Data entries =
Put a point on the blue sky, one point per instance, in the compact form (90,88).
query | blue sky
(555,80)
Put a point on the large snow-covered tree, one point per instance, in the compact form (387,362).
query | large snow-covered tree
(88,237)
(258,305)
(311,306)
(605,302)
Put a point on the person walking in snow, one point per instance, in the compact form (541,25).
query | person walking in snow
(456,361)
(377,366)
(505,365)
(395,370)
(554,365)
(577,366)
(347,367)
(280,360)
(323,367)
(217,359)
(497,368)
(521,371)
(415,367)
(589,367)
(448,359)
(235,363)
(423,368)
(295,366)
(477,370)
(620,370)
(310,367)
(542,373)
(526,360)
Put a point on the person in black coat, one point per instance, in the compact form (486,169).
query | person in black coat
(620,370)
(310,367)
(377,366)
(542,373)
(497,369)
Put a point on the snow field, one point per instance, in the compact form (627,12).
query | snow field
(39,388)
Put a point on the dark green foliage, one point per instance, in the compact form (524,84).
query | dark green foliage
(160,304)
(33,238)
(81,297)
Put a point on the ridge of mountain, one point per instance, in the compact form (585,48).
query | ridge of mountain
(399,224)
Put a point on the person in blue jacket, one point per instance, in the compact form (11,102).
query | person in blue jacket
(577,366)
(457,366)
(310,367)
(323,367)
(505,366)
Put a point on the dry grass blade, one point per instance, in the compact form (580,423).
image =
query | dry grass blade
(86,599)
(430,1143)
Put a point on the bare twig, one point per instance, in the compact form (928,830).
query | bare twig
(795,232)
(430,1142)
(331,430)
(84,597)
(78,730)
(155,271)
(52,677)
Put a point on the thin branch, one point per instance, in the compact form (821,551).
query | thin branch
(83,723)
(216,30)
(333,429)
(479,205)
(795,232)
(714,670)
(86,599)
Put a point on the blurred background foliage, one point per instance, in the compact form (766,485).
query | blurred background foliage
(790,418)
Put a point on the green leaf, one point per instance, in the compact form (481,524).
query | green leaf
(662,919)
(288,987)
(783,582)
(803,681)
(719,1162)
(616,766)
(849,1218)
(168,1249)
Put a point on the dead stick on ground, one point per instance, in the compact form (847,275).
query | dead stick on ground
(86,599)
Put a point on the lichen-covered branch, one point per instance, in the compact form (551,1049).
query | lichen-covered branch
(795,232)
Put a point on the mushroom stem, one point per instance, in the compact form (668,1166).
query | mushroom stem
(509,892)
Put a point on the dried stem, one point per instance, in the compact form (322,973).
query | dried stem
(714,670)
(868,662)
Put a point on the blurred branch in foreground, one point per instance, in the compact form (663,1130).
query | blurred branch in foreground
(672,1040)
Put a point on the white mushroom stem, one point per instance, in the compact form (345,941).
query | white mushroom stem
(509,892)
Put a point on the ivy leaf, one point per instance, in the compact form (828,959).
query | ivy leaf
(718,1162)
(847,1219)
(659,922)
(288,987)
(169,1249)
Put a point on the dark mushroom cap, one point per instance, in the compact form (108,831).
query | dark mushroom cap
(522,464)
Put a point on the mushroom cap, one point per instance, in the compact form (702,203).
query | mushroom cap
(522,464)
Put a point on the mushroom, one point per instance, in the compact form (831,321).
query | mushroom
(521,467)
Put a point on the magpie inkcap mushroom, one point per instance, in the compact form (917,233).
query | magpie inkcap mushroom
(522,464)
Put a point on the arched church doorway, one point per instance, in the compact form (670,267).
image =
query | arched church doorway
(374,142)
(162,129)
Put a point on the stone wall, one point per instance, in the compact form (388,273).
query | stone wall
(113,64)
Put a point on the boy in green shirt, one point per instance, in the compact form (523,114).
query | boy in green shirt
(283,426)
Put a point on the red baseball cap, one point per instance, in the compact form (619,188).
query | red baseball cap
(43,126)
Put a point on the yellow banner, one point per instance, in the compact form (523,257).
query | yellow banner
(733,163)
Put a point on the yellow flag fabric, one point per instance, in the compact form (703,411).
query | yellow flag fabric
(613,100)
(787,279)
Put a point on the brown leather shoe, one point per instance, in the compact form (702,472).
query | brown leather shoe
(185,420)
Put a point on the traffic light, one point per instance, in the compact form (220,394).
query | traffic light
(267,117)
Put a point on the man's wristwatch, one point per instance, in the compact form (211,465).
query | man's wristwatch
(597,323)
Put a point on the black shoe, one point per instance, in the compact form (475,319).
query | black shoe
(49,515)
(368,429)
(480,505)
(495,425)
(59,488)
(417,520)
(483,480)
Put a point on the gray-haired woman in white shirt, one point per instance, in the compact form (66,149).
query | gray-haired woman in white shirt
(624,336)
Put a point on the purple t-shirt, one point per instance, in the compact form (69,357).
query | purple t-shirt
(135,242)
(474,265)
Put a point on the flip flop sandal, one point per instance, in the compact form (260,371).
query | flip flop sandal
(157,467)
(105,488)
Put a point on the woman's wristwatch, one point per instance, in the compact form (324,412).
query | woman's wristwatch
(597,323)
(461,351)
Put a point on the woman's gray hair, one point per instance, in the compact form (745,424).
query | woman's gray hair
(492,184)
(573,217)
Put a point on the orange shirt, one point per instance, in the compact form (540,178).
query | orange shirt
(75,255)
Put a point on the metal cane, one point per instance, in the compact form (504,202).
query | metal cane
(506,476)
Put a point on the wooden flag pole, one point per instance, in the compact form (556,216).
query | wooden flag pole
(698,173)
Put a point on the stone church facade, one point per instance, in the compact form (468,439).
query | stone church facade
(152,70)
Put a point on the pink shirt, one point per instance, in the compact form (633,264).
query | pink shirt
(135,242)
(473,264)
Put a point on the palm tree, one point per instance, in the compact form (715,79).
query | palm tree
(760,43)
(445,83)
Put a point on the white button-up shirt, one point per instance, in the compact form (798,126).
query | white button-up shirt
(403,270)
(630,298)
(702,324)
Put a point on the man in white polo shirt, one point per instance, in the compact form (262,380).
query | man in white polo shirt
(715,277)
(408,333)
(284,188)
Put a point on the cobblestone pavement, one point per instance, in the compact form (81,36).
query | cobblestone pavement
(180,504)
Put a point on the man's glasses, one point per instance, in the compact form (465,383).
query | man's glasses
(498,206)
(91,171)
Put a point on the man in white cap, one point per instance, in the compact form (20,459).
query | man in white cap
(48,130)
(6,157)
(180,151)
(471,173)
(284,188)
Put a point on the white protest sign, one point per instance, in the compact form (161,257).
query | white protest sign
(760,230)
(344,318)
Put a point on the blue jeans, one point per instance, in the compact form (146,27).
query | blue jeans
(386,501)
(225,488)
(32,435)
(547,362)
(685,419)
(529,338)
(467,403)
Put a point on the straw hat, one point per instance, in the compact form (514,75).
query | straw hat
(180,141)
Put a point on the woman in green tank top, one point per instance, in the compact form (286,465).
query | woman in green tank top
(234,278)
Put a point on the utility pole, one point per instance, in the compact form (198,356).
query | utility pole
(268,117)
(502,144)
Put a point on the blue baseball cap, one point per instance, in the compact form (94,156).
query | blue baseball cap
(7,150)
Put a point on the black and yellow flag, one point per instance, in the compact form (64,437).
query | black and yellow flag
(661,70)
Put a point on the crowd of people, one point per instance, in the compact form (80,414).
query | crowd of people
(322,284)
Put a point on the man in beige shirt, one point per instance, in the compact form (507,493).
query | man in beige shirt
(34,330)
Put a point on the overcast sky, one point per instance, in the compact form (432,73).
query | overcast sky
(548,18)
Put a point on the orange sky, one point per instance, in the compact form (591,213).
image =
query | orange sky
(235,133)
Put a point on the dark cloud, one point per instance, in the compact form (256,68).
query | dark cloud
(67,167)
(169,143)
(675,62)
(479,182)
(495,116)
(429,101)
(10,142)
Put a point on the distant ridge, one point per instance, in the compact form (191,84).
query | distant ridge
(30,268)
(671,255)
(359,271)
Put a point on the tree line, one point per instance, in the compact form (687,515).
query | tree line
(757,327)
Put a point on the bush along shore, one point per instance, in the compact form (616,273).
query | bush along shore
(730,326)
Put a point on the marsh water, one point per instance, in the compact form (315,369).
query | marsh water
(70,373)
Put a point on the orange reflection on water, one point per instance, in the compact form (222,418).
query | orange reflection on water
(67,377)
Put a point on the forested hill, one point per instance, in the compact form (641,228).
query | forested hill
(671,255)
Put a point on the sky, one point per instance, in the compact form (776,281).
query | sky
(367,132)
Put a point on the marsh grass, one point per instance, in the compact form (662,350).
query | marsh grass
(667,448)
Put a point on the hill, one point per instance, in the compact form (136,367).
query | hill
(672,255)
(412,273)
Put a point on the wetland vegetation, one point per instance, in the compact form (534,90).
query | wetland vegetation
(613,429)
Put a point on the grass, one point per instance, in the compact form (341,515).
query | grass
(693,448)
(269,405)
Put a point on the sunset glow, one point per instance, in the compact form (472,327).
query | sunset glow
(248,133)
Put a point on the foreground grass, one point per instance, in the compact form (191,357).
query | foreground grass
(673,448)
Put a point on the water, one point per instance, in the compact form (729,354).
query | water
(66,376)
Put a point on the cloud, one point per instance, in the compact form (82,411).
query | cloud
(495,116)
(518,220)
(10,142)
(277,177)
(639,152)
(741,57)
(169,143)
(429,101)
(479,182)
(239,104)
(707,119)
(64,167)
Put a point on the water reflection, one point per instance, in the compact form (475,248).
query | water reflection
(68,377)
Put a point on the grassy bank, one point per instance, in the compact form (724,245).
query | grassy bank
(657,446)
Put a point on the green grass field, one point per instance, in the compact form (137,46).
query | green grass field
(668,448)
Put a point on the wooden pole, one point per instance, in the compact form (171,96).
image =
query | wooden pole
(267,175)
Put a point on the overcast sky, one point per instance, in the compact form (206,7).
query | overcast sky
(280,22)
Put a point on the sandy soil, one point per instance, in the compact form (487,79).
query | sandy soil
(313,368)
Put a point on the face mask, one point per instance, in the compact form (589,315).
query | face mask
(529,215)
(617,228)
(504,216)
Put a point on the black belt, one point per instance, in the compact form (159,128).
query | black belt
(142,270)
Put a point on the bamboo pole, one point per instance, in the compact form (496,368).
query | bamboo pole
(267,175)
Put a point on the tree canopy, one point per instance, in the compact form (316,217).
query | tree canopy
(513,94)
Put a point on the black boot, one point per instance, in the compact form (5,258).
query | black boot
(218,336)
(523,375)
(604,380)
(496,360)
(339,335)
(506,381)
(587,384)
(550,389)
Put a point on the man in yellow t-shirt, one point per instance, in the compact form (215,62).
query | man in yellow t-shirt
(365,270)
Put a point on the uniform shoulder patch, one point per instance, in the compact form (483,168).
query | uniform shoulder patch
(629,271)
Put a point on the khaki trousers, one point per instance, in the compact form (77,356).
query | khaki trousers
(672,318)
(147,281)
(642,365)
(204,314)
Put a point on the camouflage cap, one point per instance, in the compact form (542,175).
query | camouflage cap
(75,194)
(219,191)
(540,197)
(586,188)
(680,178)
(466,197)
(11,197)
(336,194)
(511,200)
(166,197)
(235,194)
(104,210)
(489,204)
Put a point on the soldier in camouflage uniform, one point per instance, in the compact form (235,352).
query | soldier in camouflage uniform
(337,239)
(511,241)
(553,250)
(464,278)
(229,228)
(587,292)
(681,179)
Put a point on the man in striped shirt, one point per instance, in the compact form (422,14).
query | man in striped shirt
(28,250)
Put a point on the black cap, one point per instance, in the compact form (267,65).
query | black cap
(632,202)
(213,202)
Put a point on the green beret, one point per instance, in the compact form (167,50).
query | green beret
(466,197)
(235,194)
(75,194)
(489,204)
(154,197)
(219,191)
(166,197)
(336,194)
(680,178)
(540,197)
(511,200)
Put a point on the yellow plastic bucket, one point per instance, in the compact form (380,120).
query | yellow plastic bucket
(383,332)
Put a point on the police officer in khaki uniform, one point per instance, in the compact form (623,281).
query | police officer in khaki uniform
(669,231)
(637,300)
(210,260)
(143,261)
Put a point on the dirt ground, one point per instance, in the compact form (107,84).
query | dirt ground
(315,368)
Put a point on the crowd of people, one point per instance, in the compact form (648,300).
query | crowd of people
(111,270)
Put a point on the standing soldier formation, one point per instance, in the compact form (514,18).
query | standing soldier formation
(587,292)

Exercise = Begin at the line containing "Put a point on the camouflage" and reproduce each line through the end of the records above.

Response to this task =
Put a point on the camouflage cap, one point per instance, in the compact form (542,175).
query | camouflage cap
(75,194)
(219,191)
(540,197)
(586,188)
(680,178)
(466,197)
(11,197)
(336,194)
(511,200)
(166,197)
(235,194)
(104,210)
(489,204)
Put a point on the soldier in camouflage uniform, one point per instance, in the compact form (235,352).
query | soldier in camouflage uniform
(337,239)
(511,241)
(553,250)
(464,278)
(229,228)
(587,292)
(681,179)
Put a point on the man in striped shirt, one point per instance, in the compact form (422,14).
query | man in striped shirt
(28,250)
Put a point on the black cap, one point per instance, in the compact form (267,65).
query | black cap
(632,202)
(213,202)
Put a point on the green beret, one point per instance, in the compact form (167,50).
query | green beret
(466,197)
(235,194)
(75,194)
(489,204)
(154,197)
(219,191)
(166,197)
(336,194)
(680,178)
(540,197)
(511,200)
Put a point on the yellow plastic bucket, one point per instance, in the compact form (380,120).
query | yellow plastic bucket
(383,332)
Put a point on the police officer in khaki uniform, one point per instance, in the compact form (623,281).
query | police officer in khaki uniform
(669,231)
(637,300)
(210,260)
(143,261)
Put a point on the dirt ground, one point per instance, in the compact form (107,84).
query | dirt ground
(315,368)
Put a point on the crowd of people, one point per instance, in the compact form (648,300).
query | crowd of people
(111,270)
Put a point on the standing soldier formation, one point per instance, in the compact form (514,18).
query | standing soldier formation
(587,292)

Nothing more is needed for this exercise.